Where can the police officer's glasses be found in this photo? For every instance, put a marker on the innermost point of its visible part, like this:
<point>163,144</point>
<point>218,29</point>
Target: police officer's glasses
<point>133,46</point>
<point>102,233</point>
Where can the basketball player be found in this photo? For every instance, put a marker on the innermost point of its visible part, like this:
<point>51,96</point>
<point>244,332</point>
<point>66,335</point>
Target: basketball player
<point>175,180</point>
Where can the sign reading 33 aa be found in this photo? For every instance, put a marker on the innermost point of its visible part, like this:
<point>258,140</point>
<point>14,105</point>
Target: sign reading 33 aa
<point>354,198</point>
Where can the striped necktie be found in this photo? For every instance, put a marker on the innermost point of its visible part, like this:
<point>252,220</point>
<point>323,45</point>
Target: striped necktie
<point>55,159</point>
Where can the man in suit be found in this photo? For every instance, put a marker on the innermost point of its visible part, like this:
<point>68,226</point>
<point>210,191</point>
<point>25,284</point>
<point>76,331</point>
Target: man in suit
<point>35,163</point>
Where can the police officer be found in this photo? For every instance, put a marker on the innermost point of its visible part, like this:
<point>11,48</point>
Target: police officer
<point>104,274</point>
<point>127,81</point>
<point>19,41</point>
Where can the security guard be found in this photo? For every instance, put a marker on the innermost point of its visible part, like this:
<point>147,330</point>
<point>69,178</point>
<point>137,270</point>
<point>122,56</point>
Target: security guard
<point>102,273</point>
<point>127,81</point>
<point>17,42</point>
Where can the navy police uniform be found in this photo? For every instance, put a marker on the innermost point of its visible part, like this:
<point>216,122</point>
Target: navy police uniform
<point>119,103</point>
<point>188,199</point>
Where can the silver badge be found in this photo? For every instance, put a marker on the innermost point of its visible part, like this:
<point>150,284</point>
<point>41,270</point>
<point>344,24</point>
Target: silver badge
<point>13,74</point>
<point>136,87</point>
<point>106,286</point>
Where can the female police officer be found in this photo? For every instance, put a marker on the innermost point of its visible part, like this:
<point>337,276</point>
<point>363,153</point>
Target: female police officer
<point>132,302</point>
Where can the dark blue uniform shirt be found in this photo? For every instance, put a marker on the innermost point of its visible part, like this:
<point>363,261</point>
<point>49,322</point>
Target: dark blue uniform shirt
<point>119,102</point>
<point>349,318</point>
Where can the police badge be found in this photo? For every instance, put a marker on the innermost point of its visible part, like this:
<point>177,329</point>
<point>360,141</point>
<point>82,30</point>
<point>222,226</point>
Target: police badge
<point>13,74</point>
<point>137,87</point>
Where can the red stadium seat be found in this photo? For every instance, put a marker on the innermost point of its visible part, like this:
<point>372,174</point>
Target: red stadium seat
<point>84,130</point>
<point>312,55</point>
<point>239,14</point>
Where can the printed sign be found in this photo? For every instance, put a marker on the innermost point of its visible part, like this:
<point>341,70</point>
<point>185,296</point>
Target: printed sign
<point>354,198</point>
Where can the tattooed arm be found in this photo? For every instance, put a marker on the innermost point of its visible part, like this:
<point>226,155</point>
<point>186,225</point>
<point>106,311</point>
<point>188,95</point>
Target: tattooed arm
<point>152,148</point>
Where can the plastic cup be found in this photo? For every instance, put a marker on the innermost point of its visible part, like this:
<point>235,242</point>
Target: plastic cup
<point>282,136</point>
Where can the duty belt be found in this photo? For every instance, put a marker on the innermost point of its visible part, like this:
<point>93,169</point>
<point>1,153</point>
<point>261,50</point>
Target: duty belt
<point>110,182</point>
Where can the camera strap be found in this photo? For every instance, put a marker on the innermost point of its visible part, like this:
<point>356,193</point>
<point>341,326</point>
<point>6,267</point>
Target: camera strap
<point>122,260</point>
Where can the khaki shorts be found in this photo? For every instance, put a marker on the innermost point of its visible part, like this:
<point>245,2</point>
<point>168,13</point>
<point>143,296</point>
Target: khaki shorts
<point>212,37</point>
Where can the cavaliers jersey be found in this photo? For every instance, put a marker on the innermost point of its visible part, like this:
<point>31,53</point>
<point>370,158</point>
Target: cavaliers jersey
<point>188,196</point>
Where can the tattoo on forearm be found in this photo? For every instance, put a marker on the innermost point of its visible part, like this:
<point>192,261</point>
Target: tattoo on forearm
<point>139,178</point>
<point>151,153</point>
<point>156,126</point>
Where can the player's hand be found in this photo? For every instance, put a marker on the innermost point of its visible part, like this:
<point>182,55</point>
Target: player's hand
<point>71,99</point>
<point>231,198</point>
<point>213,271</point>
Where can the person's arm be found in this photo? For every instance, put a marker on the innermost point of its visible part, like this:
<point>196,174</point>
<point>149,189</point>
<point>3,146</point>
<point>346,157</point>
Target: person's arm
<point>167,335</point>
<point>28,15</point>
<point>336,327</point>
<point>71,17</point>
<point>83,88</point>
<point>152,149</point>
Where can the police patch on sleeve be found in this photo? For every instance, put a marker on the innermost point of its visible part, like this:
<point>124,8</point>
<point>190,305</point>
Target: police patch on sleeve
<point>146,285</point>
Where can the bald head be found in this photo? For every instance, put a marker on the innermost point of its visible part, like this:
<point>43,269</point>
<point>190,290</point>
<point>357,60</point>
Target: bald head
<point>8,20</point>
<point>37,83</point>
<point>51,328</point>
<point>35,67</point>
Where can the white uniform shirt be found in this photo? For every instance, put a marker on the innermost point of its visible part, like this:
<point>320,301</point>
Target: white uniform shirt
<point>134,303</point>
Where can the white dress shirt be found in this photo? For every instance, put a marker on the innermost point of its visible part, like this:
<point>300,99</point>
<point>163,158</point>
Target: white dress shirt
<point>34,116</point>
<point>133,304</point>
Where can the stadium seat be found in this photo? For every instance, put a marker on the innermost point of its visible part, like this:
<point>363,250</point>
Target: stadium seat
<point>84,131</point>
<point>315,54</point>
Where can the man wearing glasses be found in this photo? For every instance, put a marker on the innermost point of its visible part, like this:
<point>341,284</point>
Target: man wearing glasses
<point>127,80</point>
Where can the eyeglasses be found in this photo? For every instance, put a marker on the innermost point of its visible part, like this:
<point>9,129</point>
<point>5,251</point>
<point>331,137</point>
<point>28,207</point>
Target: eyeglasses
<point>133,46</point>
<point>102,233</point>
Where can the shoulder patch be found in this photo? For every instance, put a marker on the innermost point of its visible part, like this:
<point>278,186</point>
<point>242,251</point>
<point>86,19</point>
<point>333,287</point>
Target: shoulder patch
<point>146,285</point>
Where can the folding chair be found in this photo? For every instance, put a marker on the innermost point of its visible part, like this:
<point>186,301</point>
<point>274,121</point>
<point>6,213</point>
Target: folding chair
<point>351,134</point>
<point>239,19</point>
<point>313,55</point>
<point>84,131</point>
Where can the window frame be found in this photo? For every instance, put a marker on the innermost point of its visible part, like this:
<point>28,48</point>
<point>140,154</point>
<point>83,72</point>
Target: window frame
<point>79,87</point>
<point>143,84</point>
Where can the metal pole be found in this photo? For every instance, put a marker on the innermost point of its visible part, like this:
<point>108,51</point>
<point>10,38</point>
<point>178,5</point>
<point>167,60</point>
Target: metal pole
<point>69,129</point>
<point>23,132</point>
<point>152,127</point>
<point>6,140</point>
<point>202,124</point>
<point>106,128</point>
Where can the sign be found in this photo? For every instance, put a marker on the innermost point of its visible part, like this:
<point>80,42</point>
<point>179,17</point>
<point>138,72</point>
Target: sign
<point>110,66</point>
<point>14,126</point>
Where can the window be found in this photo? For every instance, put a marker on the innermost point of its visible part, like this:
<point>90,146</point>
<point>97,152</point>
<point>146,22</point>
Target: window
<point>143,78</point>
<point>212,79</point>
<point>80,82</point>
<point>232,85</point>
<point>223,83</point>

• • • •

*WHAT TO PRODUCE*
Each and every entry needs to be repeated exactly.

*RESPONSE*
Where can the police officer's glasses be found in this photo? For every instance, put a marker on the innermost point of its visible part, like this:
<point>163,144</point>
<point>218,29</point>
Target: police officer's glasses
<point>133,46</point>
<point>102,233</point>
Where can the basketball player be found in this photo? For every instance, put a marker on the innermost point of its visible part, like this:
<point>51,96</point>
<point>244,332</point>
<point>66,335</point>
Target: basketball player
<point>175,180</point>
Where can the sign reading 33 aa be found in this photo? For every instance, put a marker on the innermost point of its visible part, like this:
<point>258,140</point>
<point>14,105</point>
Target: sign reading 33 aa
<point>354,198</point>
Where can the striped necktie be found in this photo? For every instance, put a marker on the innermost point of its visible part, like this:
<point>252,220</point>
<point>323,45</point>
Target: striped necktie
<point>55,159</point>
Where can the man in suit be found in this photo? For every instance, put a marker on the innermost point of its visible part, like this:
<point>68,226</point>
<point>210,191</point>
<point>25,284</point>
<point>76,331</point>
Target: man in suit
<point>35,163</point>
Where can the police officer be found in this photo? For every instance, put a marker on the innermost point of its visible part, like this:
<point>11,48</point>
Target: police officer
<point>104,274</point>
<point>127,81</point>
<point>19,41</point>
Where can the security guard be found in this photo? For every instance, put a marker on the innermost point of its visible part, like this:
<point>147,330</point>
<point>69,178</point>
<point>137,270</point>
<point>122,56</point>
Target: security guard
<point>102,273</point>
<point>127,81</point>
<point>17,42</point>
Where can the navy police uniform be found in this photo? For every instance, put a marker on the innermost point of its visible part, like this:
<point>216,122</point>
Target: navy police uniform
<point>119,103</point>
<point>188,199</point>
Where can the silver badge be found in this photo? For every instance, put a marker on the innermost point of its visible part, like this:
<point>150,284</point>
<point>41,270</point>
<point>344,24</point>
Target: silver badge
<point>13,74</point>
<point>136,87</point>
<point>106,286</point>
Where can the female police officer be found in this photo? For every instance, put a marker on the innermost point of its visible part, like this:
<point>337,276</point>
<point>363,153</point>
Target: female police officer
<point>132,302</point>
Where can the dark blue uniform shirt be found in this photo? For every instance, put a marker on the innermost point of its visible part, like this:
<point>363,261</point>
<point>49,322</point>
Target: dark blue uniform shirt
<point>119,102</point>
<point>349,318</point>
Where can the police badge be found in this photo? For every instance, put a marker on the innermost point of its visible part, like this:
<point>177,329</point>
<point>360,141</point>
<point>82,30</point>
<point>222,226</point>
Target: police badge
<point>13,74</point>
<point>137,87</point>
Where can the red stadium seat be found in this photo? For every instance, put a marker on the innermost point of its visible part, like this:
<point>372,174</point>
Target: red stadium seat
<point>84,130</point>
<point>312,55</point>
<point>239,14</point>
Where can the printed sign be found in this photo? For every instance, put a marker on the innermost point of its visible part, like this:
<point>341,70</point>
<point>185,296</point>
Target: printed sign
<point>354,198</point>
Where can the tattooed arm be found in this photo? For every instance, put a marker on the innermost point of its visible part, like this:
<point>226,155</point>
<point>186,225</point>
<point>106,311</point>
<point>188,95</point>
Target: tattooed arm
<point>152,148</point>
Where can the plastic cup be found in this photo? For every instance, put a marker on the innermost point of its visible part, like this:
<point>235,242</point>
Target: plastic cup
<point>282,136</point>
Where can the duty belt be found in this photo? For every instance, put a marker on the innermost point of its visible part, like this:
<point>93,169</point>
<point>1,153</point>
<point>261,50</point>
Target: duty belt
<point>110,182</point>
Where can the camera strap be found in this photo? For every instance, put a marker on the innermost point of its visible part, like this:
<point>356,193</point>
<point>341,326</point>
<point>6,267</point>
Target: camera strap
<point>122,260</point>
Where can the khaki shorts be found in this photo? For every instance, put a marker on the innermost point of its visible part, like this:
<point>245,2</point>
<point>168,13</point>
<point>143,296</point>
Target: khaki shorts
<point>212,37</point>
Where can the cavaliers jersey be found in this photo? For every instance, put a marker on the innermost point of its visible part, like this:
<point>31,53</point>
<point>370,158</point>
Target: cavaliers jersey
<point>188,196</point>
Where can the tattoo on forearm be found in this photo? For every instance, put a marker on the innermost point of its visible part, like this:
<point>192,261</point>
Target: tattoo on forearm
<point>139,178</point>
<point>151,153</point>
<point>156,126</point>
Where can the player's hand be found in this photo? For every instance, put a marker on the innermost point of its visible part, like this:
<point>182,55</point>
Target: player's hand
<point>71,99</point>
<point>231,198</point>
<point>213,271</point>
Where can the person's arm be found in this photo? For every instance, put a marker on the innermost point of its visible part, like this:
<point>196,174</point>
<point>149,189</point>
<point>3,146</point>
<point>346,157</point>
Target: person's arm
<point>167,335</point>
<point>28,15</point>
<point>336,327</point>
<point>71,17</point>
<point>83,88</point>
<point>152,149</point>
Where can the police patch on sleeve be found in this photo? For every instance, put a marker on the innermost point of its visible part, like this:
<point>124,8</point>
<point>190,305</point>
Target: police patch on sleeve
<point>146,285</point>
Where can the bald head be found in this photo? For every instance, put a marker on the innermost point of its visible part, like this:
<point>43,269</point>
<point>190,290</point>
<point>357,60</point>
Target: bald head
<point>8,20</point>
<point>37,83</point>
<point>51,328</point>
<point>35,67</point>
Where can the white uniform shirt be found in this photo? For every instance, put a marker on the innermost point of its visible part, like this:
<point>320,301</point>
Target: white uniform shirt
<point>134,303</point>
Where can the white dress shirt be found in this photo? For every instance, put a marker on the innermost point of its visible part, like this:
<point>300,99</point>
<point>163,158</point>
Target: white dress shirt
<point>34,116</point>
<point>133,304</point>
Where can the stadium seat be found in this photo? For every instance, put a marker on the innermost point of its visible part, like this:
<point>363,250</point>
Target: stadium seat
<point>84,131</point>
<point>315,54</point>
Where can the man wearing glasses be found in this photo? For every instance, put a marker on the innermost point of its visible part, like this:
<point>341,284</point>
Target: man wearing glasses
<point>127,80</point>
Where can the eyeglasses be found in this photo? For every instance, put a marker on the innermost point of its visible part, like this:
<point>9,129</point>
<point>5,251</point>
<point>331,137</point>
<point>28,207</point>
Target: eyeglasses
<point>133,46</point>
<point>102,233</point>
Where can the shoulder patch be found in this photo? For every instance, put a marker on the innermost point of its visible part, like this:
<point>278,186</point>
<point>242,251</point>
<point>86,19</point>
<point>333,287</point>
Target: shoulder patch
<point>146,285</point>
Where can the folding chair be found in this photo? For every instance, put a marker on the innermost point of its visible part, like this:
<point>186,301</point>
<point>274,121</point>
<point>6,213</point>
Target: folding chair
<point>351,134</point>
<point>239,19</point>
<point>313,55</point>
<point>84,131</point>
Where can the window frame be found in this photo? For every instance, put a marker on the innermost point of its visible part, like this:
<point>28,48</point>
<point>140,154</point>
<point>83,72</point>
Target: window frame
<point>79,87</point>
<point>143,84</point>
Where can the metal pole be found in this photo? For every instance, put a marker on the innermost point of its visible part, like this:
<point>108,51</point>
<point>10,38</point>
<point>178,5</point>
<point>167,60</point>
Target: metal pole
<point>69,129</point>
<point>23,132</point>
<point>152,127</point>
<point>6,140</point>
<point>202,124</point>
<point>106,128</point>
Where can the sign be found in this photo? For every instance, put a marker on the innermost point of its visible part, like this:
<point>80,42</point>
<point>179,17</point>
<point>138,72</point>
Target: sign
<point>110,66</point>
<point>14,126</point>
Where can the window be found in this photo? For every instance, put a marker on the innermost point of its visible part, like this:
<point>90,146</point>
<point>97,152</point>
<point>146,22</point>
Target: window
<point>143,78</point>
<point>212,79</point>
<point>80,82</point>
<point>232,85</point>
<point>223,83</point>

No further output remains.